* Annotations de contours
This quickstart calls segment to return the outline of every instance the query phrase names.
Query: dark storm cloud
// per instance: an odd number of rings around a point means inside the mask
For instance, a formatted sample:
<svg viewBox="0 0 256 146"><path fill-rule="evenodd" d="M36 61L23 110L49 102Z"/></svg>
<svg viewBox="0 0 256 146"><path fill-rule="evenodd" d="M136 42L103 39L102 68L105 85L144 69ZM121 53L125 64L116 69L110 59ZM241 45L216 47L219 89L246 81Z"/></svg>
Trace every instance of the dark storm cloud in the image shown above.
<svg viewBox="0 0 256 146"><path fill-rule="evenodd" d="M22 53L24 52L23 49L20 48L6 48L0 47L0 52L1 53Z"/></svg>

* Objectif de l'exercice
Recopiez l'ensemble du matériel ci-dessus en substituant partout « rain cloud » à « storm cloud », sans rien changer d'autre.

* Réponse complète
This quickstart calls segment to return the outline of every instance the query phrase names.
Query: dark rain cloud
// per instance: an odd number of rings around a point means inside the mask
For instance, a formatted sample:
<svg viewBox="0 0 256 146"><path fill-rule="evenodd" d="M36 61L23 110L49 102Z"/></svg>
<svg viewBox="0 0 256 146"><path fill-rule="evenodd" d="M136 42L103 39L102 68L105 85L144 69ZM121 53L125 64L116 69L110 59ZM241 45L216 47L219 89L246 81Z"/></svg>
Trace every instance of the dark rain cloud in the image shown above.
<svg viewBox="0 0 256 146"><path fill-rule="evenodd" d="M22 53L24 52L23 49L20 48L6 48L0 47L0 52L1 53Z"/></svg>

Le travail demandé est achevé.